[Source data]
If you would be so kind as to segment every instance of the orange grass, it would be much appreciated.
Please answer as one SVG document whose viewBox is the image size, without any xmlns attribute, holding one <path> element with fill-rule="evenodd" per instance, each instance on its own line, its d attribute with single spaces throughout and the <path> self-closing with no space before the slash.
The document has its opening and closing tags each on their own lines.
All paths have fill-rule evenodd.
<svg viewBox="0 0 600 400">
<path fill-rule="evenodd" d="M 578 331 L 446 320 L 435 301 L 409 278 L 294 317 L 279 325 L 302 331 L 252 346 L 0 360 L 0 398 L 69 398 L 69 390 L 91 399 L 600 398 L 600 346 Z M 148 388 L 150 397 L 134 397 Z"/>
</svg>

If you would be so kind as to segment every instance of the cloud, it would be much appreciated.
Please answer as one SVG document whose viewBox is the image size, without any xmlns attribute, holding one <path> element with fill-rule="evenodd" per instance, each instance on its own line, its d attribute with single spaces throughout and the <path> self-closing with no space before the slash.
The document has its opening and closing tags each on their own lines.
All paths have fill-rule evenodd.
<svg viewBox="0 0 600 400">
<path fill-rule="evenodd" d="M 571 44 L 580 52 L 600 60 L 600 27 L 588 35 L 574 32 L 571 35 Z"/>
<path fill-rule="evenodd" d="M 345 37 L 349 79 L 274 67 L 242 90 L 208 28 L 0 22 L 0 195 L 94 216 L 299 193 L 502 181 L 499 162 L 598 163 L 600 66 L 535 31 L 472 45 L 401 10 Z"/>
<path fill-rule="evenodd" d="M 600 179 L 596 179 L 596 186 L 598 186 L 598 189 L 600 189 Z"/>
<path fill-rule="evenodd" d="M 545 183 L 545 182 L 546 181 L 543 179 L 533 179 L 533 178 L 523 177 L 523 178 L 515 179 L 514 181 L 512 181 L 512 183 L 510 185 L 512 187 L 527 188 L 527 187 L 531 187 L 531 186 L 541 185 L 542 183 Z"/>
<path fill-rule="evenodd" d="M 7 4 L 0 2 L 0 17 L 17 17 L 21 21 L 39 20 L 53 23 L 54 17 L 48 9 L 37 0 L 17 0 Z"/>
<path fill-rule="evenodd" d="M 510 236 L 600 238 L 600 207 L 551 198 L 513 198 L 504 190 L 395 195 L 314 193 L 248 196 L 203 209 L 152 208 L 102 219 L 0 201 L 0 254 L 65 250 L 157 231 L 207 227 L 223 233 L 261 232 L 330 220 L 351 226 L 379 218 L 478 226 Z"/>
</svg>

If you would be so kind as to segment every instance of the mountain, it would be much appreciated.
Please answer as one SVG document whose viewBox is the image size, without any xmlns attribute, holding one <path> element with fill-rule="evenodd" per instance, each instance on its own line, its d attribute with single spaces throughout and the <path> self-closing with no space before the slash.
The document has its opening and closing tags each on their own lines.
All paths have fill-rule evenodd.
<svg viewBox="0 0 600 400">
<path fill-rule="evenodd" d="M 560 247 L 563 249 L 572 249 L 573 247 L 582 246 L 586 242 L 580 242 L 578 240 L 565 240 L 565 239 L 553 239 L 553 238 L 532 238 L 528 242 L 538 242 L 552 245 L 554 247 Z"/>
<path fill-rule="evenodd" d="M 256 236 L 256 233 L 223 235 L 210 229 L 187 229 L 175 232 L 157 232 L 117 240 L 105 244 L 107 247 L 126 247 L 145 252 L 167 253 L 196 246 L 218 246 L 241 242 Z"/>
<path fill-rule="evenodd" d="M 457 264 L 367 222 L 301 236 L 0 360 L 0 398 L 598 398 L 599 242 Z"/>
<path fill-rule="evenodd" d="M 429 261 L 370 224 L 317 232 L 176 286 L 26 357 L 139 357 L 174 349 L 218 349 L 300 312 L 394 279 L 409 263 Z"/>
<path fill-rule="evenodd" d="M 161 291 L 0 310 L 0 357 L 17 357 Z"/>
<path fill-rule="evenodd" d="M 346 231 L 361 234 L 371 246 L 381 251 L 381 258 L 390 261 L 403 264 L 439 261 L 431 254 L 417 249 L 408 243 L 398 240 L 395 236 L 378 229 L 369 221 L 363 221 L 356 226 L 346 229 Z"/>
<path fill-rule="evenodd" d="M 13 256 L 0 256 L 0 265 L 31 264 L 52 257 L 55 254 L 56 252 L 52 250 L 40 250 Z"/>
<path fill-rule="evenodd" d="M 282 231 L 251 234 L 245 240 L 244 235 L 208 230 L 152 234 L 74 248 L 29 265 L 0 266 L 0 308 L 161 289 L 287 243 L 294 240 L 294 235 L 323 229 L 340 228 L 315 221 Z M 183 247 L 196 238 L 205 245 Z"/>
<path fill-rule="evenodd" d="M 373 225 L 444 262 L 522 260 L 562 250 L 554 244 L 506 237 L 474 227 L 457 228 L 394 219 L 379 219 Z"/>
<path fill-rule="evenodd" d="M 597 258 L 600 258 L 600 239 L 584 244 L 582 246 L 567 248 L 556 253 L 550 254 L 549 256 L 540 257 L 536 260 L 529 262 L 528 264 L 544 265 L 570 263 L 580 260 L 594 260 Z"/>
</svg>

[Assigned task] Check each line of the data above for the word "appreciated" and copy the ones where it is found.

[Response to the task]
If you would be so kind as to segment every instance of the orange grass, it would be much appreciated.
If you would be so kind as to segment every instance of the cloud, it would be much appreciated.
If you would be so kind as to segment every instance of the mountain, it would be much appreciated.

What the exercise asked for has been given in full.